■ **Written exercise**: Gather every line below that contains the word "image". Case matters.

Stored dataset items:
*****

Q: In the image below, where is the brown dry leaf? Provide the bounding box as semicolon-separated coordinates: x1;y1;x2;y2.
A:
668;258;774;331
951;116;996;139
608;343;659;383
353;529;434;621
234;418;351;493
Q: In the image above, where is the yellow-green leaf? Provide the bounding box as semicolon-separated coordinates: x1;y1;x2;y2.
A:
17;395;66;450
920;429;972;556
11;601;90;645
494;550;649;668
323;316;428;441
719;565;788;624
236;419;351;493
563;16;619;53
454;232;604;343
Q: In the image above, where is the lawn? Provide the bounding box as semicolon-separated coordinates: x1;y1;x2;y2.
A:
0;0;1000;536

*****

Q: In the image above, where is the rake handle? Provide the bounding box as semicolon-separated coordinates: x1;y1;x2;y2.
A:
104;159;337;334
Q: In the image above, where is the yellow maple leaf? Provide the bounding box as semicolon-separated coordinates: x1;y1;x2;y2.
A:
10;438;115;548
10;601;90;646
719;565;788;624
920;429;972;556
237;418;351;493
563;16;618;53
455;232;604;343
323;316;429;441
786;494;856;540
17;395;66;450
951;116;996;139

*****

■ **Written response**:
Q: In the image below, where is the brown dry leaf? Provide the bounding box as semicolon-separated coordinates: x1;y1;x2;y2.
Q: In the image above, where is the yellow-green leaf? Provide the bounding box as semicolon-separated coordinates: x1;y1;x2;y2.
Q: In the image above, where is the lawn? Provide the bounding box as semicolon-separated coordinates: x1;y1;x2;y2.
Q: In the image above, where is the rake handle? Provide the bounding box as semicolon-separated coordinates: x1;y1;x2;y2.
Q: In the image above, where is the yellow maple leaf? Provide the bounding box as semicolon-separated coordinates: x1;y1;x2;y2.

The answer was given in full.